Problem statement:
Convert every line of the records below into a JSON list of strings, one string per line, omitting blank lines.

[Bounding box annotation entries]
▬▬▬
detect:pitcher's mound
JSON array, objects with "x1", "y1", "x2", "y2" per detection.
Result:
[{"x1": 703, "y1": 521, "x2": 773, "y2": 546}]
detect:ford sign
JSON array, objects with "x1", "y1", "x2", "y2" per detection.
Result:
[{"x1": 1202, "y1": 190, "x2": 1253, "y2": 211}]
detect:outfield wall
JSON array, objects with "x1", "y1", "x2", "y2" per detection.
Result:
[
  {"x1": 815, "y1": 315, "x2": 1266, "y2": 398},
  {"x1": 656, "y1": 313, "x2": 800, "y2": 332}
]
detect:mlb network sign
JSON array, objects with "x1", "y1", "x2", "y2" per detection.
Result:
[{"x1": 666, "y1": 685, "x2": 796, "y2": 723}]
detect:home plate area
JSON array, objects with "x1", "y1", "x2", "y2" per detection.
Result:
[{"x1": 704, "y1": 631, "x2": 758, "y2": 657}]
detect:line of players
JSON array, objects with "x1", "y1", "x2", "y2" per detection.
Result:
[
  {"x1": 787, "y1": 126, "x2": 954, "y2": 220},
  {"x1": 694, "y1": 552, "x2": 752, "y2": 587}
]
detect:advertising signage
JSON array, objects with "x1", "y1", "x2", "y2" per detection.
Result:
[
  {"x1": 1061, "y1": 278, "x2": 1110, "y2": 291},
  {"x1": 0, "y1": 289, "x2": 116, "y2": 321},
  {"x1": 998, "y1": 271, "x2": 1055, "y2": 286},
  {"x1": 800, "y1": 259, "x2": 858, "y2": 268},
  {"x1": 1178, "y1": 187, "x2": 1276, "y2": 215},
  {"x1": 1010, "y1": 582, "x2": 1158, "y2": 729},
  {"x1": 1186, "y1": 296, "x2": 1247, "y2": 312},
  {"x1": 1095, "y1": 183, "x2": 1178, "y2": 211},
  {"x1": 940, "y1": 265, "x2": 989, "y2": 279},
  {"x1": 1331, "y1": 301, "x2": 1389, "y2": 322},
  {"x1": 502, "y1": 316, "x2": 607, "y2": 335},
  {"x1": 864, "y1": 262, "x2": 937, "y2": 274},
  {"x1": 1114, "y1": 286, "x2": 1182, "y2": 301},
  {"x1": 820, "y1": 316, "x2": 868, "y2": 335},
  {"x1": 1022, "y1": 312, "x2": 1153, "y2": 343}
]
▬▬▬
Output below:
[
  "detect:pitcher's mound",
  "JSON array, objects with \"x1\", \"y1\", \"x2\", \"y2\" per detection.",
  "Result:",
  "[{\"x1\": 703, \"y1\": 521, \"x2\": 773, \"y2\": 546}]",
  "detect:ford sign",
  "JSON array, objects with \"x1\", \"y1\", \"x2\", \"y2\" per detection.",
  "Result:",
  "[{\"x1\": 1202, \"y1\": 190, \"x2\": 1253, \"y2\": 211}]",
  "detect:outfield wall",
  "JSON array, objects with \"x1\", \"y1\", \"x2\", \"y2\" per detection.",
  "Result:",
  "[",
  "  {\"x1\": 815, \"y1\": 315, \"x2\": 1266, \"y2\": 398},",
  "  {\"x1\": 656, \"y1\": 313, \"x2\": 800, \"y2\": 332}",
  "]",
  "detect:mlb network sign",
  "JSON array, objects with \"x1\", \"y1\", \"x2\", \"y2\" per detection.",
  "Result:",
  "[{\"x1\": 666, \"y1\": 685, \"x2\": 796, \"y2\": 723}]",
  "detect:home plate area",
  "JSON array, objects with \"x1\", \"y1\", \"x2\", \"y2\" per detection.",
  "Result:",
  "[{\"x1\": 704, \"y1\": 631, \"x2\": 758, \"y2\": 657}]",
  "detect:line of players",
  "JSON array, objects with \"x1\", \"y1\", \"x2\", \"y2\" per detection.",
  "Result:",
  "[",
  "  {\"x1\": 787, \"y1\": 126, \"x2\": 954, \"y2\": 220},",
  "  {\"x1\": 694, \"y1\": 552, \"x2\": 752, \"y2\": 587}",
  "]",
  "detect:advertising signage",
  "JSON array, objects with \"x1\", \"y1\", \"x2\", \"y2\" per detection.",
  "Result:",
  "[",
  "  {\"x1\": 1061, \"y1\": 278, \"x2\": 1110, \"y2\": 291},",
  "  {\"x1\": 0, \"y1\": 289, \"x2\": 116, \"y2\": 321},",
  "  {\"x1\": 998, \"y1\": 271, \"x2\": 1055, \"y2\": 286},",
  "  {\"x1\": 800, \"y1\": 259, \"x2\": 858, \"y2\": 268},",
  "  {\"x1\": 1178, \"y1\": 187, \"x2\": 1276, \"y2\": 215},",
  "  {\"x1\": 1010, \"y1\": 582, \"x2\": 1158, \"y2\": 729},",
  "  {\"x1\": 1186, \"y1\": 296, \"x2\": 1247, \"y2\": 312},",
  "  {\"x1\": 1095, \"y1\": 183, \"x2\": 1178, \"y2\": 211},",
  "  {\"x1\": 940, \"y1\": 265, \"x2\": 989, \"y2\": 279},",
  "  {\"x1\": 1331, \"y1\": 301, \"x2\": 1389, \"y2\": 322},",
  "  {\"x1\": 502, \"y1\": 316, \"x2\": 607, \"y2\": 335},",
  "  {\"x1\": 864, \"y1\": 262, \"x2\": 937, \"y2\": 274},",
  "  {\"x1\": 1114, \"y1\": 286, \"x2\": 1182, \"y2\": 301},",
  "  {\"x1\": 820, \"y1\": 316, \"x2\": 868, \"y2\": 335},",
  "  {\"x1\": 1022, \"y1\": 312, \"x2\": 1153, \"y2\": 343}",
  "]"
]